__Work to do__
Quote the records below in full, exactly as given, with the images taken out.

-- Start Data for this exercise --

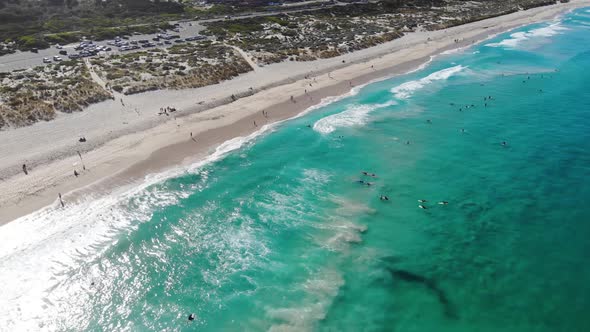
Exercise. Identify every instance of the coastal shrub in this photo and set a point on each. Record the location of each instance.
(30, 42)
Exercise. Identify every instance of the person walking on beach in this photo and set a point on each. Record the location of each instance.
(60, 200)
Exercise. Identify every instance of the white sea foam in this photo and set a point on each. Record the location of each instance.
(406, 90)
(38, 250)
(518, 37)
(354, 115)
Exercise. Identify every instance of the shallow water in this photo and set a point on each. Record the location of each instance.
(280, 235)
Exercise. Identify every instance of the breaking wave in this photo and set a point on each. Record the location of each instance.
(518, 37)
(406, 90)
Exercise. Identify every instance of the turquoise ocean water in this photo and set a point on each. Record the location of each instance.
(280, 235)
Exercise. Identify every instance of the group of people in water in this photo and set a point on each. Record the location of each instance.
(386, 198)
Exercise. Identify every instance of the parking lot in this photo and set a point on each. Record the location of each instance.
(24, 60)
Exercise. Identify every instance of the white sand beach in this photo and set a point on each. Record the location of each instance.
(127, 142)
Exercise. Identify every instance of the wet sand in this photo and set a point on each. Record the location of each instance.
(126, 144)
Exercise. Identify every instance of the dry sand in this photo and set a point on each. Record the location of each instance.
(125, 143)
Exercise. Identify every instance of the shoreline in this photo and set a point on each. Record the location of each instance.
(131, 156)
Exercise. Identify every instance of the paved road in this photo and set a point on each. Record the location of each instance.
(24, 60)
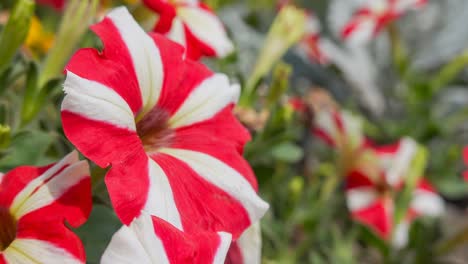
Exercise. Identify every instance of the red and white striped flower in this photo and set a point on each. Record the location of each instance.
(374, 16)
(311, 43)
(371, 192)
(166, 126)
(35, 203)
(150, 239)
(193, 25)
(248, 248)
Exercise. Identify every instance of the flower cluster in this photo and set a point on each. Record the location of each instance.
(376, 175)
(160, 120)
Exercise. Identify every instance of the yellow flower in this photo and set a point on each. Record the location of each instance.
(39, 41)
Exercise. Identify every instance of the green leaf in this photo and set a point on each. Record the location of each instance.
(287, 152)
(15, 31)
(26, 148)
(97, 232)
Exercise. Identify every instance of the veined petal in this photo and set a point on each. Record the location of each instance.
(207, 28)
(145, 56)
(96, 102)
(224, 177)
(36, 251)
(152, 240)
(51, 189)
(205, 101)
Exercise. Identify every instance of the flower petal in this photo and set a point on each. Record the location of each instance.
(37, 251)
(152, 240)
(217, 179)
(207, 28)
(205, 101)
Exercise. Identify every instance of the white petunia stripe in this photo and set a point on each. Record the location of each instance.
(136, 244)
(95, 101)
(26, 192)
(32, 251)
(399, 163)
(224, 177)
(145, 56)
(360, 198)
(205, 101)
(223, 248)
(177, 32)
(161, 201)
(427, 203)
(53, 189)
(250, 244)
(207, 28)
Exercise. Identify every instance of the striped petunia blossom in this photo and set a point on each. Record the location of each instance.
(193, 25)
(165, 125)
(312, 41)
(374, 16)
(248, 248)
(37, 204)
(371, 192)
(149, 239)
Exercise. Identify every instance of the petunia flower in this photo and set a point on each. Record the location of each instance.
(166, 126)
(248, 248)
(35, 202)
(371, 193)
(150, 239)
(374, 16)
(311, 43)
(193, 25)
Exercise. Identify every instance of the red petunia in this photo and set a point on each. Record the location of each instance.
(371, 194)
(374, 16)
(193, 25)
(165, 125)
(35, 203)
(150, 239)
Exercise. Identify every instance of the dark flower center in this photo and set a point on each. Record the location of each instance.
(7, 228)
(153, 130)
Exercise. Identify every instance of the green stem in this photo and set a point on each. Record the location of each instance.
(399, 54)
(449, 72)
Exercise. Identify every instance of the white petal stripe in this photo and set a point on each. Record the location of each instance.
(145, 56)
(53, 189)
(207, 28)
(32, 251)
(427, 203)
(250, 244)
(161, 201)
(223, 248)
(360, 198)
(24, 194)
(95, 101)
(205, 101)
(225, 178)
(136, 244)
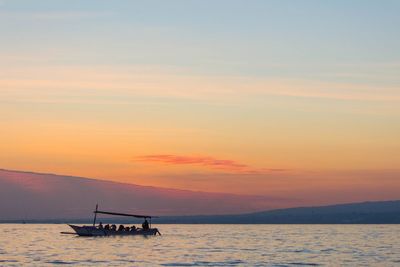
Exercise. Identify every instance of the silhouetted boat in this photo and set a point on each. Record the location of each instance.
(93, 230)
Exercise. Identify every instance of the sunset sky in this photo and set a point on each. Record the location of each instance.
(272, 98)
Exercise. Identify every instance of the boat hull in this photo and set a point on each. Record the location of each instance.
(94, 231)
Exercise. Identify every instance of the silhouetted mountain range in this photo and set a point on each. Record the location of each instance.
(38, 196)
(382, 212)
(34, 197)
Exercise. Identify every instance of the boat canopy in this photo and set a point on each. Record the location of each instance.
(124, 214)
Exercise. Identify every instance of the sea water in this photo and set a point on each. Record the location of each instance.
(205, 245)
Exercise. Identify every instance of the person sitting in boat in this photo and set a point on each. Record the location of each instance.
(121, 228)
(145, 225)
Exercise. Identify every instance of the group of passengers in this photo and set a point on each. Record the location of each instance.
(122, 228)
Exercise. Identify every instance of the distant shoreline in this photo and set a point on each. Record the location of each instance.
(382, 212)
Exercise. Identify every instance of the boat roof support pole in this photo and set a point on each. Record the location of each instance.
(95, 215)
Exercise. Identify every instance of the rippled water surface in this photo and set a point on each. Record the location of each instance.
(206, 245)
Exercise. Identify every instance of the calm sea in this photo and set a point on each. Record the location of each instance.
(206, 245)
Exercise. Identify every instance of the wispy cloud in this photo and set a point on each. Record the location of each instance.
(205, 161)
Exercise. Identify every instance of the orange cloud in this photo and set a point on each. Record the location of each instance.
(206, 161)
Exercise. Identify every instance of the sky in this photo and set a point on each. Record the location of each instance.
(272, 98)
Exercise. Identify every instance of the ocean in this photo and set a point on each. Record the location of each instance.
(205, 245)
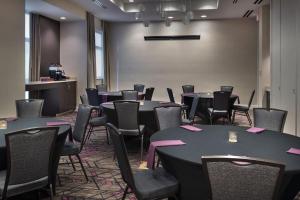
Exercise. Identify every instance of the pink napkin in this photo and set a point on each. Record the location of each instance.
(255, 130)
(153, 145)
(191, 128)
(294, 151)
(57, 123)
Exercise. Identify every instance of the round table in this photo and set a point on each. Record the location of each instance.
(114, 96)
(184, 162)
(205, 102)
(146, 113)
(26, 123)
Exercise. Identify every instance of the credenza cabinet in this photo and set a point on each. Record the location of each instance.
(59, 96)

-- End Data for this exercise --

__Exercise solution__
Exercise. Identify every instance of the coastal shrub in this photo and set a point on each. Record the location of each instance.
(30, 42)
Exercise. Identify every instance of the person walking on beach in this photo and set a point on each. Record the location of each instance.
(60, 200)
Exercise. Identify every instance of the white sea foam in this photo and set a point on each. Record the location of each instance.
(406, 90)
(38, 250)
(518, 37)
(354, 115)
Exercise. Identify every instance of the shallow water in this photo and set a point on each. Record the location of each instance.
(280, 235)
Exercise. Identify every instance of the breaking wave in this photo and set a point on each. Record the location of each instance.
(518, 37)
(406, 90)
Exercise. Identify every instance of the turquoise ocean water in this photo and set a point on each. Record the location of each instance.
(280, 235)
Exercise. Identify every instance of the group of people in water in this photo and set a point on each. Record the location of each instance.
(386, 198)
Exercise. Identify every instance of the parking lot in this photo and set a point on each. Record the location of each instance.
(24, 60)
Exercise. Identify every instance of the white sand beach in this photo and set a point on each. Record the location of each instance.
(127, 142)
Exercise. Identify every instance of the wet sand in this photo and set a point on each. Record the location of each instance.
(126, 144)
Exercise. Identify every instance of the dry sand in this photo and set a point on each. Record the location of each instance.
(125, 143)
Exercise. Identify every instance of the shoreline in this photo and set a point on each. Record the location of each instance.
(131, 156)
Exercise. Identify every instance of the paved road in this photo and set a point on each. Record the location of each instance.
(24, 60)
Exercise. Identify every instance of the red and white striped flower in this photo and set a point on each. Record the location of each instance.
(374, 16)
(311, 43)
(371, 192)
(166, 126)
(35, 203)
(150, 239)
(193, 25)
(248, 248)
Exercise. Identify every instance of the flower cluster in this photo and set a point on each. Record the location of each instance.
(376, 175)
(160, 120)
Exercise. Identify every instance of the yellow flower in this photo and set a point on each. Record the location of each instance.
(39, 41)
Exercise. Identify every instance of the green leaf in this photo and set a point on each. Record the location of each instance.
(287, 152)
(15, 31)
(26, 148)
(97, 232)
Exercise. Identify every instance of the veined petal in this photo and set a point on each. Record the location of each instance.
(207, 28)
(145, 56)
(96, 102)
(224, 177)
(36, 251)
(152, 240)
(51, 189)
(205, 101)
Exercise. Identify every instance of the flower petal in this photo and set a point on each. Record the location of each instance.
(37, 251)
(152, 240)
(217, 179)
(207, 28)
(205, 101)
Exercise. Identify every instance of the white petunia stripe in this photo and set a point on each. Record the location of each instance.
(136, 244)
(95, 101)
(26, 192)
(32, 251)
(399, 163)
(224, 177)
(145, 56)
(360, 198)
(205, 101)
(223, 248)
(177, 32)
(161, 201)
(427, 203)
(53, 189)
(250, 244)
(207, 28)
Exercise. Identify every instance of the striped petunia blossom in this photo and set a point on each. Record the location of each instance.
(193, 25)
(165, 125)
(312, 41)
(374, 16)
(248, 248)
(37, 204)
(371, 192)
(149, 239)
Exercise. Identify every instance of the petunia flower in this photo and set a point on each. Record the location of each instance.
(166, 126)
(248, 248)
(35, 202)
(371, 193)
(150, 239)
(374, 16)
(311, 43)
(193, 25)
Exercise. Identify every instance of the red petunia in this photo and set a point on each. Record the location of each instance.
(371, 194)
(374, 16)
(193, 25)
(165, 125)
(35, 203)
(150, 239)
Exercise. Identify every instance of the dark flower center in this photo and set a point on each. Record the location of each instance.
(7, 228)
(153, 130)
Exercise. Identify every instance of the green stem in this photo and set a point on each. Record the location of each instance.
(399, 54)
(449, 72)
Exercise. Identify every instance of the white petal stripe in this photo and set a point on each. Record the location of each instance.
(145, 56)
(53, 189)
(207, 28)
(32, 251)
(427, 203)
(250, 244)
(161, 201)
(223, 248)
(360, 198)
(24, 194)
(95, 101)
(205, 101)
(225, 178)
(136, 244)
Exercise. Identify every instance of the silhouetted boat in this photo and set a point on each. Record the location of each instance.
(93, 230)
Exercise. Identify every instance of the sunset sky in this photo and set a point on each. Record the location of each instance.
(272, 98)
Exercise. Identify every instance of the boat hull in this photo and set a point on each. Record the location of each instance.
(94, 231)
Exercise. Identify every instance of the silhouetted mountain range in this photo and set a point on each. Record the location of each instance.
(38, 196)
(382, 212)
(34, 197)
Exercise. Identify every instance of the boat canopy in this photo and set a point on each. Record the location of each instance.
(124, 214)
Exercise. Identify every instance of the sea water in this photo and set a point on each. Record the location of each instance.
(205, 245)
Exercise. Identify every instance of the person sitting in boat in this photo and set a point on each. Record the location of each instance.
(121, 228)
(145, 225)
Exercise. Identify every instance of the group of passengers in this photo and set a point on each. Record the location of each instance.
(122, 228)
Exercise. Identify every instance of the distant shoreline in this photo and set a point on each. Record the location of each instance.
(382, 212)
Exercise. Identify every instance of the boat roof support pole in this photo and set a point on each. Record the location of each instance.
(95, 215)
Exercise. Identify every instance of the rippled water surface in this photo and set a point on each. Record the location of each instance.
(206, 245)
Exercise. Identify every instance of the calm sea in this photo and set a point on each. Record the location of each instance.
(206, 245)
Exercise. Identify every instance of the wispy cloud in this photo and set a point on each. Record the location of each instance.
(205, 161)
Exercise. Identify every instance of the orange cloud in this photo and set a point on each. Record the location of each instance.
(206, 161)
Exercise. Identify every instance of the sky in this photo and set a point on each. Record the location of each instance.
(272, 98)
Exercise. Identify every instance of the ocean in this photo and set a point on each. Record the location of each instance.
(205, 245)
Exercise. Identify every instance of the pink napkin in this photo and set a point on each. Record the location of each instance.
(255, 130)
(153, 145)
(191, 128)
(294, 151)
(57, 123)
Exercise. Identify every instance of the round table in this photo and set a point on each. Record the location of each instance.
(114, 96)
(184, 162)
(205, 102)
(146, 113)
(26, 123)
Exercise. Identify every instance of the credenza cabinet in this photo and set a point on each. Record the location of each instance.
(59, 96)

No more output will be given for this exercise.